Instructions to follow: Whenever the string "tree" appears in a line below, please copy the line out.

Collected data entries:
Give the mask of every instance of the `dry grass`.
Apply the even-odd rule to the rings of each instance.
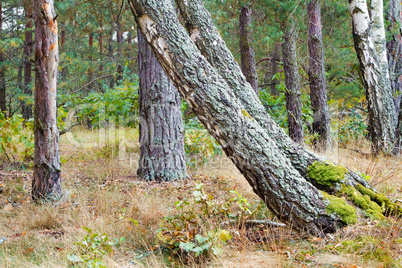
[[[138,131],[124,131],[127,139],[138,140]],[[109,133],[109,137],[118,137],[117,132]],[[124,156],[118,154],[116,140],[108,144],[105,141],[110,138],[101,135],[99,139],[97,131],[76,129],[72,134],[61,139],[62,181],[69,198],[60,206],[36,206],[31,202],[30,170],[0,170],[0,237],[6,237],[0,245],[1,267],[67,267],[67,254],[75,252],[74,242],[86,234],[82,227],[106,232],[110,238],[126,239],[113,255],[104,258],[107,267],[402,265],[402,224],[395,219],[351,226],[325,239],[303,239],[284,228],[240,230],[222,255],[202,263],[183,264],[183,260],[153,250],[153,246],[161,220],[171,213],[178,198],[191,194],[196,180],[204,183],[205,191],[218,196],[217,189],[226,187],[236,189],[250,202],[259,200],[230,160],[216,157],[208,165],[190,170],[189,180],[146,183],[135,175],[138,144],[127,146]],[[72,138],[86,146],[75,147]],[[364,172],[391,199],[401,199],[400,158],[370,159],[347,149],[329,152],[327,157]],[[261,211],[259,215],[270,214]]]

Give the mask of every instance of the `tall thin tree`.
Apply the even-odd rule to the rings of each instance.
[[[373,153],[390,154],[395,144],[397,115],[393,103],[385,46],[383,1],[349,1],[353,40],[368,103]]]
[[[3,26],[3,8],[2,1],[0,1],[0,38],[2,38]],[[4,66],[4,55],[2,48],[0,48],[0,111],[6,112],[6,76]]]
[[[310,99],[313,109],[314,145],[327,148],[330,139],[329,109],[327,102],[327,82],[324,67],[324,46],[322,42],[321,5],[320,0],[310,0],[308,13],[308,52],[310,68]]]
[[[243,6],[239,17],[241,70],[247,82],[251,84],[258,96],[258,76],[255,64],[251,19],[251,8]]]
[[[304,144],[302,103],[300,93],[299,67],[297,66],[295,22],[292,18],[284,26],[282,43],[283,69],[286,84],[286,110],[288,113],[289,136],[297,143]]]
[[[59,48],[53,3],[33,1],[36,72],[32,198],[36,202],[56,201],[62,196],[56,106]]]
[[[24,12],[25,12],[25,40],[24,40],[24,84],[23,93],[27,96],[32,95],[32,90],[30,84],[32,82],[32,63],[30,57],[32,55],[33,49],[33,39],[32,39],[32,1],[24,0]],[[25,120],[32,117],[32,105],[26,101],[21,103],[22,116]]]

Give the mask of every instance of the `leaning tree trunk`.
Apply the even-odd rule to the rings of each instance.
[[[283,70],[286,84],[286,110],[288,112],[289,136],[293,141],[304,144],[302,103],[300,93],[299,68],[296,54],[296,29],[293,19],[285,26],[282,43]]]
[[[2,37],[3,10],[0,1],[0,38]],[[0,48],[0,112],[6,113],[6,77],[5,77],[5,61],[3,51]]]
[[[120,19],[117,21],[117,30],[116,30],[116,39],[117,39],[117,77],[116,77],[116,85],[120,85],[123,80],[123,65],[122,61],[122,45],[123,45],[123,30],[121,28]]]
[[[375,154],[380,151],[389,154],[395,143],[397,116],[388,73],[383,3],[382,0],[371,1],[371,19],[365,0],[349,3],[353,40],[369,108],[372,150]]]
[[[137,174],[148,181],[187,177],[181,97],[138,31],[140,160]]]
[[[386,17],[389,26],[388,32],[391,34],[391,38],[387,41],[387,59],[388,70],[391,80],[392,94],[394,97],[395,112],[399,117],[398,128],[396,130],[395,149],[396,151],[402,150],[402,10],[401,0],[390,0],[388,6],[388,12]]]
[[[251,9],[243,6],[239,17],[241,70],[258,96],[258,76],[255,64]]]
[[[35,155],[32,181],[34,201],[62,196],[59,132],[57,129],[58,35],[53,0],[34,0],[35,19]]]
[[[364,180],[360,183],[361,178],[356,174],[320,162],[313,153],[291,142],[265,113],[202,2],[177,1],[190,36],[182,28],[170,3],[151,0],[130,0],[129,3],[140,30],[167,75],[246,177],[254,192],[275,215],[296,229],[320,234],[334,231],[341,223],[353,222],[356,217],[353,207],[334,196],[325,194],[324,198],[301,173],[332,193],[341,188],[338,186],[346,184],[365,192],[371,190],[363,185],[370,186]],[[205,58],[190,39],[205,53]],[[262,125],[266,129],[261,128]],[[315,162],[310,162],[312,165],[307,168],[305,165],[310,160]],[[298,167],[300,173],[292,165]],[[317,177],[320,177],[321,168],[331,174],[336,170],[343,171],[335,178],[330,176],[332,179],[320,180]],[[337,182],[333,181],[338,177]],[[353,193],[360,195],[355,191]],[[334,205],[334,200],[339,205]],[[387,204],[387,208],[391,206]],[[400,208],[396,208],[401,213]],[[349,216],[352,217],[345,217],[343,209],[351,211]]]
[[[32,1],[24,0],[24,12],[25,12],[25,41],[23,52],[23,64],[24,64],[24,85],[23,93],[26,96],[32,96],[32,90],[30,88],[32,82],[32,63],[29,60],[32,55],[33,39],[32,39]],[[32,105],[27,103],[26,100],[21,101],[22,116],[25,120],[32,118]]]
[[[313,140],[317,148],[326,149],[330,142],[329,109],[327,103],[327,83],[324,68],[324,46],[322,42],[320,1],[310,0],[308,9],[308,51],[310,68],[310,99],[313,109]]]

Answer box:
Give the mask of every instance of the `tall thin tree`.
Give the mask of every instance of the `leaning tree trunk`.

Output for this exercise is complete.